▶ **JOB**
In the text on releasing children from immigration detention, how old are the 150 children who are to be released?

▶ **TEXT SEGMENT**
○ ○ ○ ○ ○ ○ ○
In what appears to be good news last week was also newsworthy on the refugee front as Immigration Minister Scott Morrison announced that 150 children would be removed from immigration detention centres and placed on bridging visas in the community.
The 150 children to be released are under age 10 and arrived in Australia before July 19 last year.
However, this is in many ways not a good news story, for we should ask why Mr Morrison is not releasing children from offshore detention, which has been acknowledged as significantly affecting children's mental health.
Social justice law firm Maurice Blackburn said the government needed to expand its announcement to include all children and babies in detention, including those locked in offshore centres and babies born in mainland detention after July 19 last year.
''We welcome that the federal government has now recognised that detention is no place for babies and children,'' principal lawyer Jacob Varghese said.
''However, it's disappointing that the announcement explicitly excludes those children who have arrived in Australia after July 19, 2013.''
Mr Varghese said the government had overlooked the fact that children experienced serious trauma in detention irrespective of when they arrived in Australia.
Amnesty International said the government's plan to release up to 150 children was an admission children were harmed by being kept in detention.
The organisation said while the release of any children from detention was welcome, all children in the government's care should be released.
"We support the government's admission that mandatory detention is costly and damaging," Dr Graham Thorn, Refugee Co-ordinator for Amnesty International, said. "Given this has been acknowledged by the government, it must also release kids from detention on Nauru and Christmas Island and expand this announcement to include children over the age of 10."
Ironically, whilst Mr Morrison is still imprisoning most refugee children his PM, the self-styled Captain of Team Australia was quoted as saying: "Everyone has got to put this country, its interest, its values and its people first, and you don't migrate to this country unless you want to join our team."
It seems to me that defines the aspirations of most asylum seekers.
○ ○ ○ ○ ○ ○ ○
Stored data:
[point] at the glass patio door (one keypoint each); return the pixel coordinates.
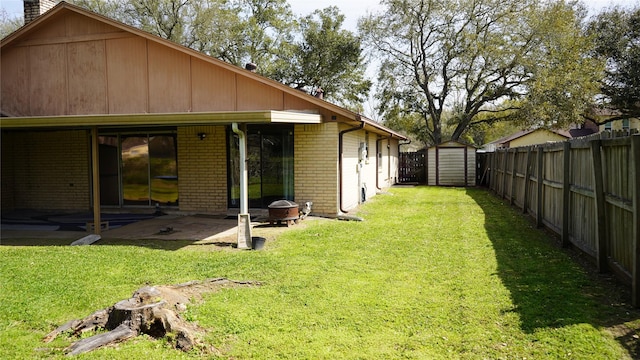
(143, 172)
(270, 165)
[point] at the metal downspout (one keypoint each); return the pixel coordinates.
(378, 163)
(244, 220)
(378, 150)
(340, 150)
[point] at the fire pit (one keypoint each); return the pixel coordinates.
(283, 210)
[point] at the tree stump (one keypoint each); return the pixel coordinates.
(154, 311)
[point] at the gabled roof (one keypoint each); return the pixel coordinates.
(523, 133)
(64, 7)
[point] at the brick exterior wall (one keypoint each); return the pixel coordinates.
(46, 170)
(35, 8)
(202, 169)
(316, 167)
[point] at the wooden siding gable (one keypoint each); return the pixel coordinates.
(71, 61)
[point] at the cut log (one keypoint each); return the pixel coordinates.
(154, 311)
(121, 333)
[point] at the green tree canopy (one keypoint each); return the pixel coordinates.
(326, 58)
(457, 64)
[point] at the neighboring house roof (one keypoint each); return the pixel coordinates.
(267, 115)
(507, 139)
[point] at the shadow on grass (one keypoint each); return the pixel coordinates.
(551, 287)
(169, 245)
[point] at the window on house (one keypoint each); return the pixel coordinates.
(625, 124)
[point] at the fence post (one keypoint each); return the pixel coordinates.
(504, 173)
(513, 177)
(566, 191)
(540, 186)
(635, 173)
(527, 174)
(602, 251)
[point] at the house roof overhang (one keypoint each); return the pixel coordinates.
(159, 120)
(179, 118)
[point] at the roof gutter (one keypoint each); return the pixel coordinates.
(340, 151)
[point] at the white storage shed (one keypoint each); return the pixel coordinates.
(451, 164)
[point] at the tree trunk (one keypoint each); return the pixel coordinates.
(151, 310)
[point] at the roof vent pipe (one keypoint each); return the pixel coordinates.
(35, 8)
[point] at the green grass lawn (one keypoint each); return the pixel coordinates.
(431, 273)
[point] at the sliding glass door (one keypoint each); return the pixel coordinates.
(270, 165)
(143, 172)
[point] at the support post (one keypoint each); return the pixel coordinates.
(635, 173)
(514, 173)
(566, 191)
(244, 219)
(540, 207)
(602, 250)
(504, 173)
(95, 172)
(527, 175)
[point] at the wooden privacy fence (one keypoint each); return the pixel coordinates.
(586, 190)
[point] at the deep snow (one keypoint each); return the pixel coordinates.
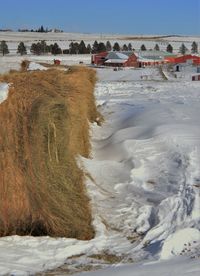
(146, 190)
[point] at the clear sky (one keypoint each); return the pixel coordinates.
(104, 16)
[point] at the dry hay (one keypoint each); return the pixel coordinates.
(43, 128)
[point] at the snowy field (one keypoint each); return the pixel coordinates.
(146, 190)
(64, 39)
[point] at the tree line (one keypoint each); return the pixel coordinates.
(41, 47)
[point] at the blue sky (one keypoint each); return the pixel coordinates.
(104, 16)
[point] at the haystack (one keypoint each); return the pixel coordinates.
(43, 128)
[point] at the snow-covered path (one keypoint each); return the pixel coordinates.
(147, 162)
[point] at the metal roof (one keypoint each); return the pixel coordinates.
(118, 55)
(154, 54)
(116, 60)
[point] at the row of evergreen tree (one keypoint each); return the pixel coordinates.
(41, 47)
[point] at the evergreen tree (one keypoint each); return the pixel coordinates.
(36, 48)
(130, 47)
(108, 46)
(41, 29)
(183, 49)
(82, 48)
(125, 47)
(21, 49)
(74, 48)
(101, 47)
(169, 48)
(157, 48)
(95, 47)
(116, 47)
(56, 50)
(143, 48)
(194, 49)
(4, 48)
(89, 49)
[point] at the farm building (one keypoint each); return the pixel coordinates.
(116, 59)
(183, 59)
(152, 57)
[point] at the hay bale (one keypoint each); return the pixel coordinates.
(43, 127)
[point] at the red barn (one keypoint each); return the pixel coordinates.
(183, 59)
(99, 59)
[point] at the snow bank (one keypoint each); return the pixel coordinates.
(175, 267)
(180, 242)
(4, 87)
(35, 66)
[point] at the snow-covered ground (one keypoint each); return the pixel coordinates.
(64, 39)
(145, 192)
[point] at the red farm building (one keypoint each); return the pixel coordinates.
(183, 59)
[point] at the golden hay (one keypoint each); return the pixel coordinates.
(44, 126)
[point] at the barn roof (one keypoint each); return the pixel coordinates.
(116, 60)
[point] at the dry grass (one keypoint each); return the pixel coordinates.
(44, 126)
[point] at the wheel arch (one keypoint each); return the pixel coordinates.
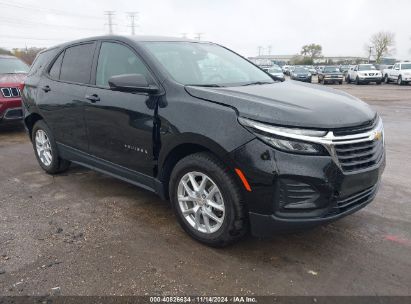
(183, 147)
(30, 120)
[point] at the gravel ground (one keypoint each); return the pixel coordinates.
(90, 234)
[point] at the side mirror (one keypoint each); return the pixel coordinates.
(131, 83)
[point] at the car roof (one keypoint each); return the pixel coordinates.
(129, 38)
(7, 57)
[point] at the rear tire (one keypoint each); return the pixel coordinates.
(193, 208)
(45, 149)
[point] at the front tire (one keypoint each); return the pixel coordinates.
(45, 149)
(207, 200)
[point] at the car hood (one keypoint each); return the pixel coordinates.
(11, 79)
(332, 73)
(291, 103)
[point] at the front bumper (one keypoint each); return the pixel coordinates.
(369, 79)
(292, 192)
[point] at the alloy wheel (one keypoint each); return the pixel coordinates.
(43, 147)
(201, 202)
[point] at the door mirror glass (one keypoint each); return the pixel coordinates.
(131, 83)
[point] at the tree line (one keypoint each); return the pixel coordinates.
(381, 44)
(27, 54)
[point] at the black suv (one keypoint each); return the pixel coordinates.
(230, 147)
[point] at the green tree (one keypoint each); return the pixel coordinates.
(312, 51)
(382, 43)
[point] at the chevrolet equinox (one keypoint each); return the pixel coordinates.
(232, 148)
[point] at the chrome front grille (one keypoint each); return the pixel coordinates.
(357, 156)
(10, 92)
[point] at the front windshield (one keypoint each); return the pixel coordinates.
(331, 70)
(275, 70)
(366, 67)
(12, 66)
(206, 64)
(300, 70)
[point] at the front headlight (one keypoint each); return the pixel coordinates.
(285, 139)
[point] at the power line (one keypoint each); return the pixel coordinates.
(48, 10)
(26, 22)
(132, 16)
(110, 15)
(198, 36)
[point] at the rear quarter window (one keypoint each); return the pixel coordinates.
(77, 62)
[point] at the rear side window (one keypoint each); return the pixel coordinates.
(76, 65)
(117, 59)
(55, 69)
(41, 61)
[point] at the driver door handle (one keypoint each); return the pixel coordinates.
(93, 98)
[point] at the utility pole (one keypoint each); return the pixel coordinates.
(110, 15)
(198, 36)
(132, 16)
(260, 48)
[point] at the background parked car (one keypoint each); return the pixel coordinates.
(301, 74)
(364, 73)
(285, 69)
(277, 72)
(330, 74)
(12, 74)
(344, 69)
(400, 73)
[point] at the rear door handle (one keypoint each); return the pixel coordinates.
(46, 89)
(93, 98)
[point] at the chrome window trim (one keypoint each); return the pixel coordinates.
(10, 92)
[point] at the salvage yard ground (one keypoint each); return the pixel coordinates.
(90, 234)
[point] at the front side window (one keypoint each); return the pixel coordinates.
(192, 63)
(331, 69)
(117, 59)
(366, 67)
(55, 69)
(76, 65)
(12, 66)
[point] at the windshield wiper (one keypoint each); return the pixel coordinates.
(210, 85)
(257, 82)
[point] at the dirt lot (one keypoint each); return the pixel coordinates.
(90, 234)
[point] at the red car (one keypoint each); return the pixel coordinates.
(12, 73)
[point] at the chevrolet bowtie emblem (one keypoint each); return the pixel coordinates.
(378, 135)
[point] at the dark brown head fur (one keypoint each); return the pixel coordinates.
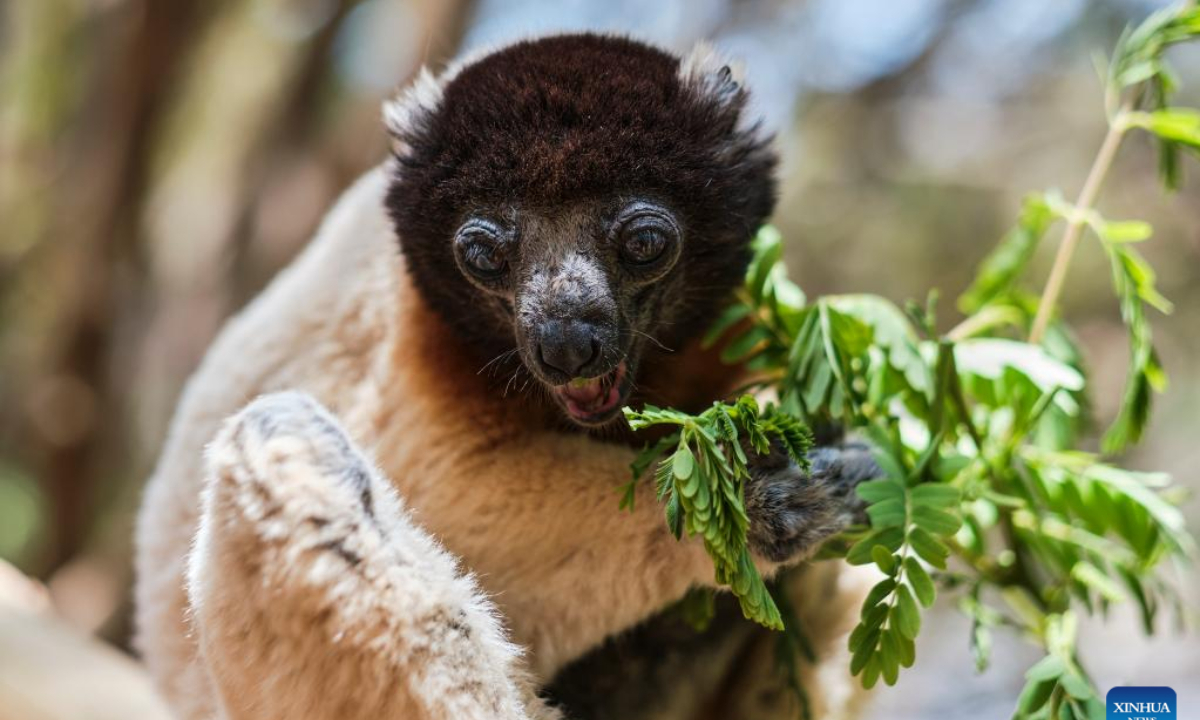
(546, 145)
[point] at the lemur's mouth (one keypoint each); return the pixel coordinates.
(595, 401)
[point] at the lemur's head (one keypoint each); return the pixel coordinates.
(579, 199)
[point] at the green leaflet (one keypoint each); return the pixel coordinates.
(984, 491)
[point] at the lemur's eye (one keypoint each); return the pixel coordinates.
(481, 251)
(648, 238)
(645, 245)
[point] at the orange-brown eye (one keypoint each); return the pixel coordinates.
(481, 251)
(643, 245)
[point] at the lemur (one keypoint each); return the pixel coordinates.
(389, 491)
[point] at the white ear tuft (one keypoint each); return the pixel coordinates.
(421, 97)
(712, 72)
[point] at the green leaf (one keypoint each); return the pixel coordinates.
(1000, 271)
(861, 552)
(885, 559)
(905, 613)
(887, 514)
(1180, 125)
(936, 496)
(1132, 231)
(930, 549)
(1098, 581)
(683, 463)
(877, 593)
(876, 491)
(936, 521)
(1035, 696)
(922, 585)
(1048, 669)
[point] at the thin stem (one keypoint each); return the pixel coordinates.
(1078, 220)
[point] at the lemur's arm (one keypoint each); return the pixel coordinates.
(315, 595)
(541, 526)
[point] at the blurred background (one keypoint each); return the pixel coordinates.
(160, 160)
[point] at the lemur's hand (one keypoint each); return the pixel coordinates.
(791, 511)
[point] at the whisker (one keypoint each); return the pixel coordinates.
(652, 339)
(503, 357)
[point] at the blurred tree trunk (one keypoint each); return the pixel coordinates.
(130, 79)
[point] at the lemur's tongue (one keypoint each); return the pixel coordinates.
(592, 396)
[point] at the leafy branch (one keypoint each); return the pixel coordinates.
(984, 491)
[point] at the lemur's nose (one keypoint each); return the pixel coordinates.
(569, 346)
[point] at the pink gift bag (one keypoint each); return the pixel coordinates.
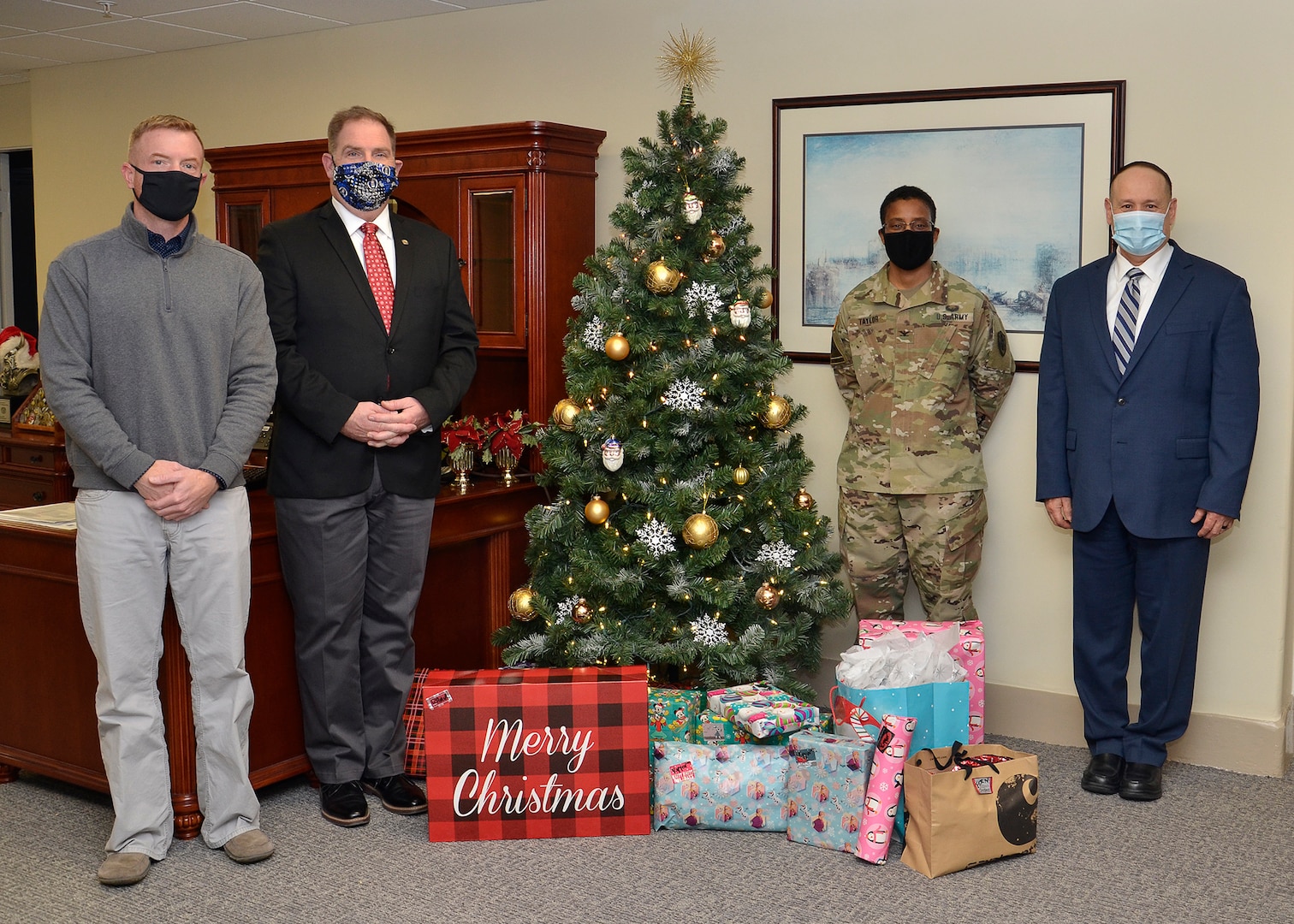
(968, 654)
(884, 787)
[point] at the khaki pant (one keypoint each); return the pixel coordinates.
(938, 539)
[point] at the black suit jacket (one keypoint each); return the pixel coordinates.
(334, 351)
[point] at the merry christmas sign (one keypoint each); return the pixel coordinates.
○ ○ ○ ○ ○ ○ ○
▶ **EXERCISE OUTPUT**
They are under age 10.